-- start Stored rows --
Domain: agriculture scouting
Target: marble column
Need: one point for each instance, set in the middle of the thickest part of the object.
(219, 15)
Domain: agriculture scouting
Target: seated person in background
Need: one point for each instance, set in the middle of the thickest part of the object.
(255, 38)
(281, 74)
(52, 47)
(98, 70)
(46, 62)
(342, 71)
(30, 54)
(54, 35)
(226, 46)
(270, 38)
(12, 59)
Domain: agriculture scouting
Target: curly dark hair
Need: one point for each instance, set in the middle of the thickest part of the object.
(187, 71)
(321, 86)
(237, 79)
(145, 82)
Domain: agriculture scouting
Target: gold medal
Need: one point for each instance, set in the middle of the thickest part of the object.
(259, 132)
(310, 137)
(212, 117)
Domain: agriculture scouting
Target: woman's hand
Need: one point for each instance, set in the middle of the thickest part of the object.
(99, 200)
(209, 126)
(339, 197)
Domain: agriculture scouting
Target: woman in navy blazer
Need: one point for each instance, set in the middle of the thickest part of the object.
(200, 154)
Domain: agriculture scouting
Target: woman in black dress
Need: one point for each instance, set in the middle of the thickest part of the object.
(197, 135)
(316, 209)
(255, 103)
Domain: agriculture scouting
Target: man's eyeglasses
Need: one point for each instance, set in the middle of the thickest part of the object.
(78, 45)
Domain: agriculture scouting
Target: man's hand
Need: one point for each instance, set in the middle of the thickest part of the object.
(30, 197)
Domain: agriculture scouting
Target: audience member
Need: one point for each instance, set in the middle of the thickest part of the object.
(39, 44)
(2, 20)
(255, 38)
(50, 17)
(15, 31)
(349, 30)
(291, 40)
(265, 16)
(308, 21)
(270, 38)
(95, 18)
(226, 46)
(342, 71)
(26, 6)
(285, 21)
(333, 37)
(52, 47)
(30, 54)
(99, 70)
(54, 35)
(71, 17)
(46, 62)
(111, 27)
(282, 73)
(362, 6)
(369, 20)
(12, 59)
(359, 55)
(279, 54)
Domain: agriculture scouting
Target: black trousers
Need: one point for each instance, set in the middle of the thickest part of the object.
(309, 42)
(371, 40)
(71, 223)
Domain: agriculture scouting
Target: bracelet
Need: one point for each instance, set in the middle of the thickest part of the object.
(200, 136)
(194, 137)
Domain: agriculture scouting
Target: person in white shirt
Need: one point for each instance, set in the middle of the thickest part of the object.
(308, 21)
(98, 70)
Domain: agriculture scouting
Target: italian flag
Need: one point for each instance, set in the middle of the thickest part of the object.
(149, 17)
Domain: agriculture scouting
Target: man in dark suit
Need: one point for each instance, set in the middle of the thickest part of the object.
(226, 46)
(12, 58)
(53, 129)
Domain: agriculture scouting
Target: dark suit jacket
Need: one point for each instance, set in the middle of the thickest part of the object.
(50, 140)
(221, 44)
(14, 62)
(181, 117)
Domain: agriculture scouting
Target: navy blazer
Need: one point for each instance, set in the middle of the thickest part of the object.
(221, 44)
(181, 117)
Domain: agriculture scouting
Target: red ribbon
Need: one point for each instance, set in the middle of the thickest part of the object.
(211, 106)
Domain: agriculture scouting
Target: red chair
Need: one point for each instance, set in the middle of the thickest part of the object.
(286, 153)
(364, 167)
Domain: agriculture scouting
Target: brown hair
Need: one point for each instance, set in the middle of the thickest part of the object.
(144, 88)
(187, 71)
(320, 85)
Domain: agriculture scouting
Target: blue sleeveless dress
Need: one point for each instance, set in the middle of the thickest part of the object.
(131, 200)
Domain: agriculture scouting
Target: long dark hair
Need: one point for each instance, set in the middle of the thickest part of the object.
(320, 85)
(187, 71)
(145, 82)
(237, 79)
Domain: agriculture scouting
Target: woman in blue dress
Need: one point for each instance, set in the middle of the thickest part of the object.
-- end Stored rows --
▶ _Set problem_
Return every entry verbatim.

▶ _Solution to the exercise_
Domain: agriculture scouting
Target: marble column
Need: one point for each instance, set in the middle of the thickest part of the object.
(219, 15)
Domain: agriculture scouting
Target: seated person in background
Need: one point for each instance, set in the middle of the thickest part of the object.
(255, 38)
(281, 74)
(52, 47)
(98, 70)
(46, 62)
(342, 71)
(30, 54)
(54, 35)
(226, 46)
(270, 38)
(12, 59)
Domain: agriculture scouting
Target: curly dark hair
Need: one point for each instance, set in the middle of the thickest part of the object.
(187, 71)
(321, 86)
(237, 79)
(145, 82)
Domain: agriculture scouting
Target: gold medal
Need: one point for each instance, set in the middle of the thickest part of the object.
(259, 132)
(310, 137)
(212, 117)
Domain: agriculture scouting
Target: woman's hand
Need: one point for each instance, set in the middle of the thickest part of the object.
(99, 200)
(209, 126)
(339, 197)
Domain: agriculture scouting
Target: woman in navy blazer
Need: one point for each instance, set in the middle of the thickest part of the object.
(200, 154)
Domain: agriculture scouting
Target: woman in black dress
Need: one point for each instance, set in the middle of the thickest part of the object.
(197, 135)
(316, 209)
(255, 103)
Domain: agriculture scouting
Target: man's eyeglasses
Need: one point for each instance, set in the middle of the thickest part of the object.
(78, 45)
Domain: agriculture scouting
Target: man's hand
Need: one point for each instance, set in the middle of the thickest part of the object.
(30, 197)
Domain: agriculture scouting
Target: audience member
Need: one point for each instance, set in the middle of the thickest part of the object.
(39, 44)
(2, 20)
(255, 38)
(50, 17)
(15, 31)
(349, 30)
(291, 40)
(265, 16)
(308, 21)
(270, 38)
(95, 18)
(226, 46)
(342, 71)
(26, 6)
(285, 21)
(333, 37)
(52, 47)
(30, 54)
(99, 70)
(54, 35)
(71, 17)
(46, 62)
(111, 27)
(282, 73)
(362, 6)
(369, 20)
(12, 59)
(359, 55)
(279, 54)
Domain: agriculture scouting
Target: black trousers
Need: one point for each instance, set in the middle of the thickest part of the object.
(309, 42)
(371, 40)
(71, 223)
Domain: agriculture scouting
Target: bracelet
Need: one point for each instance, set in the middle of the thickest part of the object.
(200, 136)
(194, 137)
Domain: agriculture scouting
Target: person in white shirt
Need: one point for each instance, set in the middle of the thickest part of the object.
(308, 21)
(98, 70)
Domain: agriculture scouting
Target: italian flag
Need: one point for each instance, set in the middle of the thickest part of the object.
(149, 17)
Domain: agriculture scouting
Target: man in dark suit
Need: one point for each instance, set in the middle of the thickest part of the object.
(226, 46)
(12, 58)
(53, 129)
Domain: agriculture scouting
Target: dark suit jacket
Need: one point for each instance, set in the middle of the thickest part of the object.
(50, 140)
(221, 44)
(14, 62)
(181, 117)
Domain: agriculture scouting
Target: navy blazer
Need: one point for each instance, set in the middle of the thickest part of the object.
(221, 44)
(181, 117)
Domain: agriculture scouting
Target: red ribbon
Need: one point for each instance, set in the middle of the thickest part of the object.
(211, 106)
Domain: agriculture scouting
Target: red chair
Need: one point for each instance, set in the middle of the thickest part of the object.
(286, 153)
(364, 167)
Domain: agriculture scouting
Target: brown hair
Need: one point for each instance, set in the middle of the thickest part of the object.
(144, 88)
(187, 71)
(320, 85)
Domain: agriculture scouting
Target: blue sleeveless dress
Need: one point for each instance, set in the middle of the thickest part of the object.
(131, 200)
Domain: agriculture scouting
Target: long dark hair
Need: one point for each instance, set in the middle of the thickest part of the object.
(320, 85)
(187, 71)
(145, 82)
(237, 79)
Domain: agriculture scouting
Target: woman in blue dress
Need: one point for each instance, set in the middle of the thickest part of the object.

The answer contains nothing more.